▸ **EXTRAIT SOURCE**

=-=-=

Le principe de « non-ingérence dans les affaires intérieures », qui tient une place prépondérante dans les discours des dirigeants de l'ASEAN [Association des nations de l’Asie du Sud-Est], est établi de longue date en droit international. Cependant, le point de vue selon lequel il s’agit d’un principe absolu, primant sur tous les autres, a été abandonné par la communauté internationale il y a de nombreuses décennies, une fois que la gravité et l'ampleur des atrocités massives commises pendant la Seconde Guerre mondiale ont été connues.
En 1970, le secrétaire général des Nations unies de l'époque a déclaré, en substance, que les obligations du secrétaire général en vertu de la Charte des Nations unies devaient inclure toute action humanitaire qu'il pouvait engager pour sauver la vie d’un grand nombre d'êtres humains. Ce secrétaire général s’appelait U Thant et venait de Birmanie, un État aujourd’hui connu sous le nom de Myanmar.
La non-ingérence ne signifie pas qu’un pays peut faire à sa propre population tout ce qu'il lui chante, notamment s’en prendre à des civils. Un État qui se respecte ne saurait rester passif et garder le silence au nom de la non-ingérence quand le pays voisin commet des actes illégaux constituant des crimes contre l'humanité.
Les violations massives des droits humains et les crimes contre l'humanité ne sont jamais une affaire intérieure.
Le droit à la vie, à la liberté et à l'absence de discrimination, ainsi que les autres droits humains fondamentaux, doivent être défendus par tous les pays du monde.
Ce à quoi nous assistons, de part et d'autre de la frontière entre le Myanmar et le Bangladesh, est une catastrophe humanitaire, et tout doit être mis en œuvre pour empêcher qu’elle n’empire.
Le Myanmar, cependant, continue à se cacher derrière le principe de non-ingérence pour justifier ces crimes au nom de la « lutte contre le terrorisme ». Le gouvernement fait tout son possible pour se soustraire à la surveillance de la communauté internationale, refusant par exemple de donner son feu vert pour qu’une mission d'enquête des Nations unies, établie cette année, se rende sur place afin d’examiner ce qui se passe réellement dans l'État de l’Arakan et dans le reste du pays. Les autres membres de l'ASEAN ne peuvent permettre au Myanmar de continuer à jouer ce jeu.

=-=-=

▸ **DOCUMENTS FOURNIS**
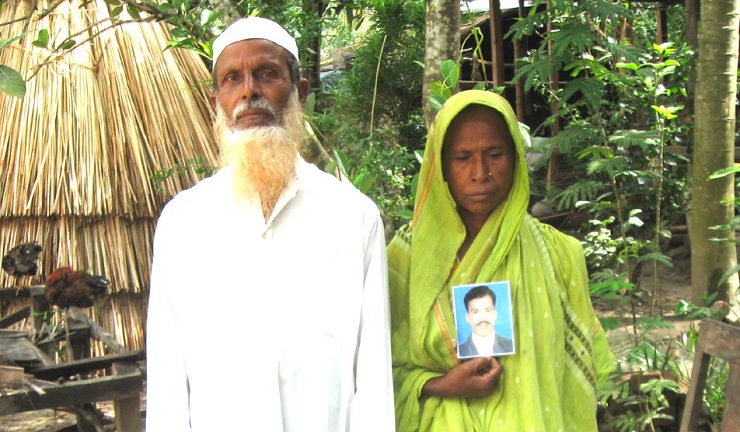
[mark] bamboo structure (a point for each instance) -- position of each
(79, 152)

=-=-=

▸ **CONSIGNE**
Selon l'extrait sur la non-ingérence, pourquoi la communauté internationale a-t-elle cessé de tenir ce principe pour absolu et supérieur à tous les autres ? Répondez en une à trois phrases.

▸ **CORRIGÉ RÉDIGÉ**
La communauté internationale a abandonné cette conception il y a de nombreuses décennies. Elle l'a fait une fois que la gravité et l'ampleur des atrocités massives commises pendant la Seconde Guerre mondiale ont été connues.